**Exercise 1**
From the passage on A.L. Kennedy, list every role she holds besides author of story collections and novels.

**Quoted passage**
====================

SCOTTISH AUTHOR Alison Louise (A.L.) Kennedy has published more than a dozen story collections and novels. She is also a columnist, a stand-up comic, a writer of radio drama, and a teacher of creative writing. Whatever the medium, her work is immediately recognizable for its dark humor, both sharply mordant and profoundly compassionate.

Kennedy’s fiction favors characters in difficult times, deceived and deceiving, self-seeking, self-deluded, self-destructive, entirely complicit in their own suffering — yet somehow also, in their brokenness, entirely sympathetic. Fellow Scot Ali Smith once described Kennedy as “the laureate of good hurt.”

Her recent collection, All the Rage, is a book of 12 love stories for grown-ups. With an unerring, unflinching sense of detail, Kennedy depicts intensely awkward, intimate moments: disposing of a condom, an inappropriate touch on a first date in middle age, an interaction with an overenthusiastic salesperson in a sex toy shop. But the quirks and ticks, the private pain and shame of her characters, are treated as ordinary, and in this way Kennedy’s portraits are both revelation and benediction — to be deeply flawed, these stories suggest, is to be deeply human.


Claire Cameron: You have a wonderful way of connecting the mundane with the profound — how a first kiss can completely transform the most banal of objects or moments into something intimate and strangely beautiful.

====================

**Provided data**
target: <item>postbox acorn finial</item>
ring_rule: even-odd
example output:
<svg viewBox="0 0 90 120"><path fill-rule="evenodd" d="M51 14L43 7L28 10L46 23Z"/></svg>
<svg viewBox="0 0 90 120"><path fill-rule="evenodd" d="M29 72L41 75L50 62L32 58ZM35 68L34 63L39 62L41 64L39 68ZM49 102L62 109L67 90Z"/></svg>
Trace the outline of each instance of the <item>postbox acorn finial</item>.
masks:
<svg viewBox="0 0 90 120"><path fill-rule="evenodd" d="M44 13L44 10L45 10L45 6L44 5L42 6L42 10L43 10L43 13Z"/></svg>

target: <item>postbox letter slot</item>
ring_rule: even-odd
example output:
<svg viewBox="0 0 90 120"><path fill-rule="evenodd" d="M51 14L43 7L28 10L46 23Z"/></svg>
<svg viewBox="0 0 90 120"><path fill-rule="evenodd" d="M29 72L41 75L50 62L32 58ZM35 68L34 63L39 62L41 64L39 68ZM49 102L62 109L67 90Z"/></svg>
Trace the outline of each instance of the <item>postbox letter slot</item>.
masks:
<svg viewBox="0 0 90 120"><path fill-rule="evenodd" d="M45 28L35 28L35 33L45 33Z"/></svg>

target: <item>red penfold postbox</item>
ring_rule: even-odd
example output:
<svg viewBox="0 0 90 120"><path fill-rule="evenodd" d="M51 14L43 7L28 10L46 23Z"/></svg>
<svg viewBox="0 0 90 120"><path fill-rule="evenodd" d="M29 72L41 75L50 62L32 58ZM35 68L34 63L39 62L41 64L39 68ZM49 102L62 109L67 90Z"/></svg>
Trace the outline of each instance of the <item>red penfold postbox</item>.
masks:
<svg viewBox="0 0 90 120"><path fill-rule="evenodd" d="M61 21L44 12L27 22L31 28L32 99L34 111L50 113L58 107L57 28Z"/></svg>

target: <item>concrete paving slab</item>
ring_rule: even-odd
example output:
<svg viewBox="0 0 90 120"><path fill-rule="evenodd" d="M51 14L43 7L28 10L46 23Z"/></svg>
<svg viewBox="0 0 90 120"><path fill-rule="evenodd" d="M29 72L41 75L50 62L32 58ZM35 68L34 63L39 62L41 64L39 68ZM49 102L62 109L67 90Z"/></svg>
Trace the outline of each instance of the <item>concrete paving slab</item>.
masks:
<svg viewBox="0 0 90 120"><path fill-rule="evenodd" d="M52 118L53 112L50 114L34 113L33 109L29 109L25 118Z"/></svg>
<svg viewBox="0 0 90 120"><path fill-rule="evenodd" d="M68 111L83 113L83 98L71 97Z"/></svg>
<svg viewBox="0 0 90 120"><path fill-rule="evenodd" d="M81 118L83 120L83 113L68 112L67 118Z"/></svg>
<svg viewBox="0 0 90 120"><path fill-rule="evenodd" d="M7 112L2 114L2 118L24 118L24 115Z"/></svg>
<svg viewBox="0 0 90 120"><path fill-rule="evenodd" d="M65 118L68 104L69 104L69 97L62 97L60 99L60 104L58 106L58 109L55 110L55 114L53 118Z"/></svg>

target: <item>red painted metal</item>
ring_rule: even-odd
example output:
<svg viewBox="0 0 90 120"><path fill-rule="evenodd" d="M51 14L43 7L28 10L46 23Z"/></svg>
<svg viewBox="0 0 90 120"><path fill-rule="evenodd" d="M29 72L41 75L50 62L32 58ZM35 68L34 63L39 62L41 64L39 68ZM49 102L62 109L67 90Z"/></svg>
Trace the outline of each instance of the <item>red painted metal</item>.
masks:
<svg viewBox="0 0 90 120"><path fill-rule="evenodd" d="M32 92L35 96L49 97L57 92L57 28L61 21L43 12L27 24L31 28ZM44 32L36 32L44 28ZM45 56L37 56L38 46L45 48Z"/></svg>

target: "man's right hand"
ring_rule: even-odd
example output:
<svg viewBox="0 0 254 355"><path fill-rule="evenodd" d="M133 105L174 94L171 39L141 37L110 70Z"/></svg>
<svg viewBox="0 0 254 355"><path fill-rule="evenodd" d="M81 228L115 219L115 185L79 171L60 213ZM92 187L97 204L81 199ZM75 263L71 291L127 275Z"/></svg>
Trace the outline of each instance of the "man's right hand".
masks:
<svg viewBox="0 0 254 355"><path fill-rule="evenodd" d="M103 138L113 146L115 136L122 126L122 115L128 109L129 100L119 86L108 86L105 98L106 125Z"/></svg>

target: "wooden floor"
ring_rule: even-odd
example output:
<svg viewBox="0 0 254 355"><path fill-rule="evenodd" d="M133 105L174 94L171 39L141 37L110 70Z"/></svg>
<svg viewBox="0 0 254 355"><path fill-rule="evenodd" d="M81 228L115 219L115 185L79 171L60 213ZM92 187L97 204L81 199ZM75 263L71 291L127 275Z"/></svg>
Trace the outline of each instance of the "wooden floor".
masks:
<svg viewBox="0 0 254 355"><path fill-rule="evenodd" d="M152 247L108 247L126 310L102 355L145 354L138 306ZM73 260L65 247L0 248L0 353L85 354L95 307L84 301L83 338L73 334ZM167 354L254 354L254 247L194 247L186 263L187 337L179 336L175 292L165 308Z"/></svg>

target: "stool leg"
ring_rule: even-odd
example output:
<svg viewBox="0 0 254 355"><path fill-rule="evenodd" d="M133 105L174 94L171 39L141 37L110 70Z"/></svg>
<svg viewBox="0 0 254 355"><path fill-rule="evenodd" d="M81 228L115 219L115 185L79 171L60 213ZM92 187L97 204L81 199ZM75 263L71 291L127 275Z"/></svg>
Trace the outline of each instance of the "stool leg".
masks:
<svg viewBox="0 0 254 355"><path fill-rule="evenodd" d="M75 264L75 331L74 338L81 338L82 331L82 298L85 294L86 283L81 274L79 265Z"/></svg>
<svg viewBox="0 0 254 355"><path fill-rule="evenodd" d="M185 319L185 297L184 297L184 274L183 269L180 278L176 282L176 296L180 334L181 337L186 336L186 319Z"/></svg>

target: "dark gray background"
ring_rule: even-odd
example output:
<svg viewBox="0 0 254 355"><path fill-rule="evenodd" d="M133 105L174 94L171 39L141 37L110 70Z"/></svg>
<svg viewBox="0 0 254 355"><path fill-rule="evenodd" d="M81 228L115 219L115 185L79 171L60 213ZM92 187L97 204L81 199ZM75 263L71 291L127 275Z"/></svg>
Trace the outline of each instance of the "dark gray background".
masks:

====================

**Exercise 2**
Edit the entries above so that "outline" becomes "boundary". Give back only the lines from the one containing "target: <item>postbox letter slot</item>" down through the one containing "28L35 28L35 33L45", with everything else unchanged.

**Correct output 1**
- Columnist
- Stand-up comic
- Writer of radio drama
- Teacher of creative writing

**Correct output 2**
target: <item>postbox letter slot</item>
ring_rule: even-odd
example output:
<svg viewBox="0 0 90 120"><path fill-rule="evenodd" d="M51 14L43 7L28 10L46 23Z"/></svg>
<svg viewBox="0 0 90 120"><path fill-rule="evenodd" d="M29 72L41 75L50 62L32 58ZM35 68L34 63L39 62L41 64L39 68ZM49 102L62 109L67 90Z"/></svg>
Trace the boundary of each instance of the <item>postbox letter slot</item>.
masks:
<svg viewBox="0 0 90 120"><path fill-rule="evenodd" d="M45 28L35 28L35 33L45 33Z"/></svg>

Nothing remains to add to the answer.